**TEXTE FOURNI:**
-=-=-

En 1996, année de sortie en France de Tesis, premier long métrage du réalisateur hispano-chilien Alejandro Amenábar (à qui l’on doit les deux chefs d'oeuvres que sont Mar adentro, Les autres), j'avais beau squatter quasi quotidiennement les salles de cinéma, je n'étais pas allé voir ce film, déjà parce qu'il était distribué très confidentiellement ( 8 salles seulement sur Paris), malgré un fort succès en Espagne (carton au box-office espagnol et attribution de ,5 Goya, dont celui du Meilleur Film) et aussi parce que facilement impressionnable, je m'étais dit que le film serait trp difficile à supporter sur grand écran.
Le film étant devenu culte plusieurs années après à l'aune des futurs succès du cinéaste espagnol, ainsi que de la vague du cinéma de genre sur la péninsule ibérique qu'il a incontestablement inité, j'avais très envie de rattraper ma lacune, et sa sortie, depuis le 25 juin dernier, dans un magnifique Blu-Ray proposé par Carlotta était donc l'occasion idéale de voir ce film presque 20 ans après sa sortie.

-=-=-

**DONNÉES FOURNIES:**
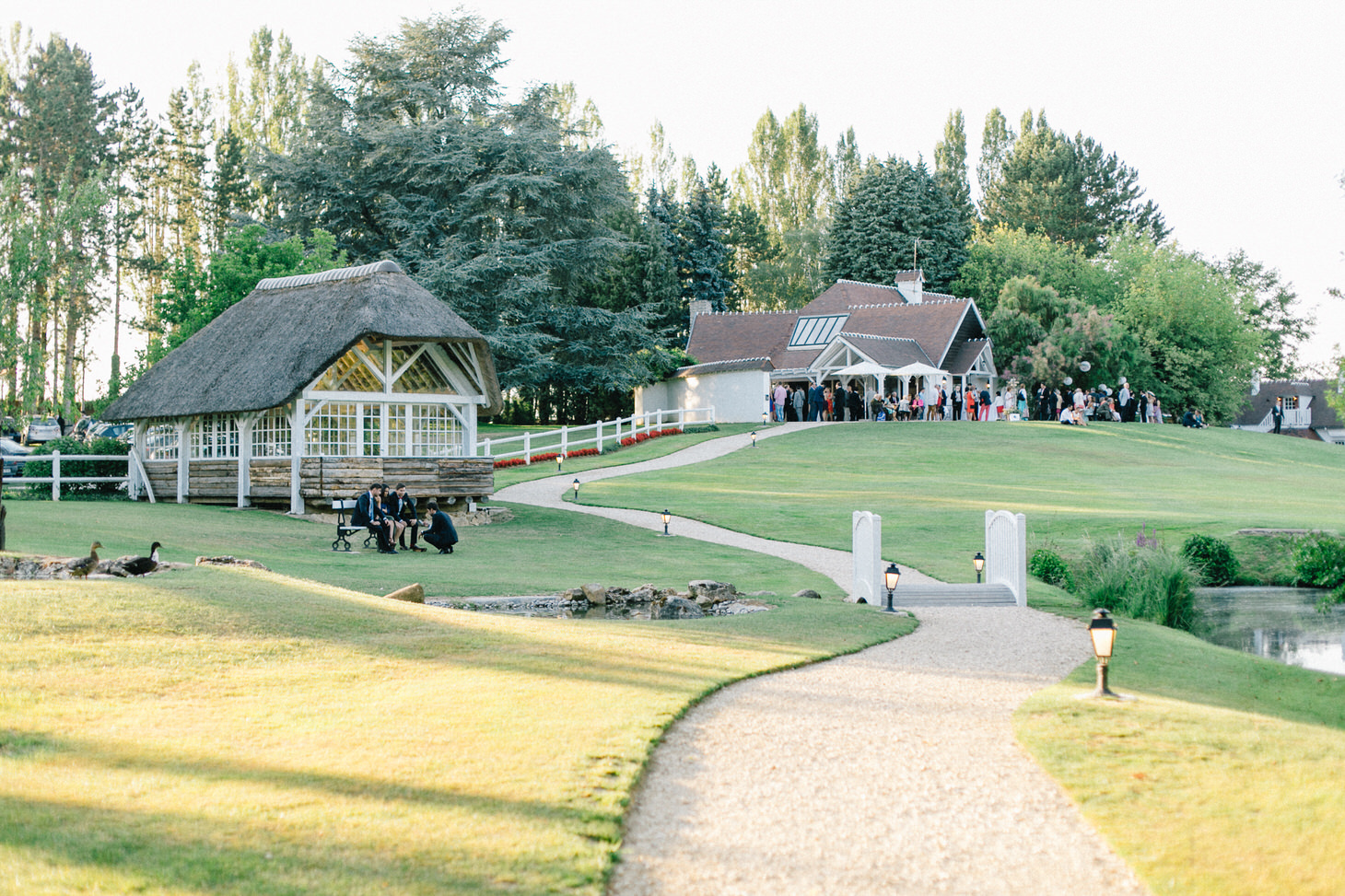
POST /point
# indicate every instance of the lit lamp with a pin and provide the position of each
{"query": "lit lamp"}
(891, 576)
(1103, 633)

-=-=-

**EXERCICES À FAIRE:**
1. Selon le texte sur Tesis, quel éditeur propose le Blu-Ray du film ?
2. Recopiez le texte sur Tesis depuis « En 1996, année » jusqu'à « sur grand écran. » inclus.
3. D'après le texte sur Tesis, pour quelles raisons le film n'a-t-il pas été vu en salle lors de sa sortie en France en 1996 ?

**RÉSULTATS OBTENUS:**
1. Carlotta.

2.
En 1996, année de sortie en France de Tesis, premier long métrage du réalisateur hispano-chilien Alejandro Amenábar (à qui l’on doit les deux chefs d'oeuvres que sont Mar adentro, Les autres), j'avais beau squatter quasi quotidiennement les salles de cinéma, je n'étais pas allé voir ce film, déjà parce qu'il était distribué très confidentiellement ( 8 salles seulement sur Paris), malgré un fort succès en Espagne (carton au box-office espagnol et attribution de ,5 Goya, dont celui du Meilleur Film) et aussi parce que facilement impressionnable, je m'étais dit que le film serait trp difficile à supporter sur grand écran.

3. Le film était distribué de façon très confidentielle, dans seulement huit salles à Paris. De plus, étant facilement impressionnable, la personne qui écrit pensait qu'il serait trop difficile à supporter sur grand écran.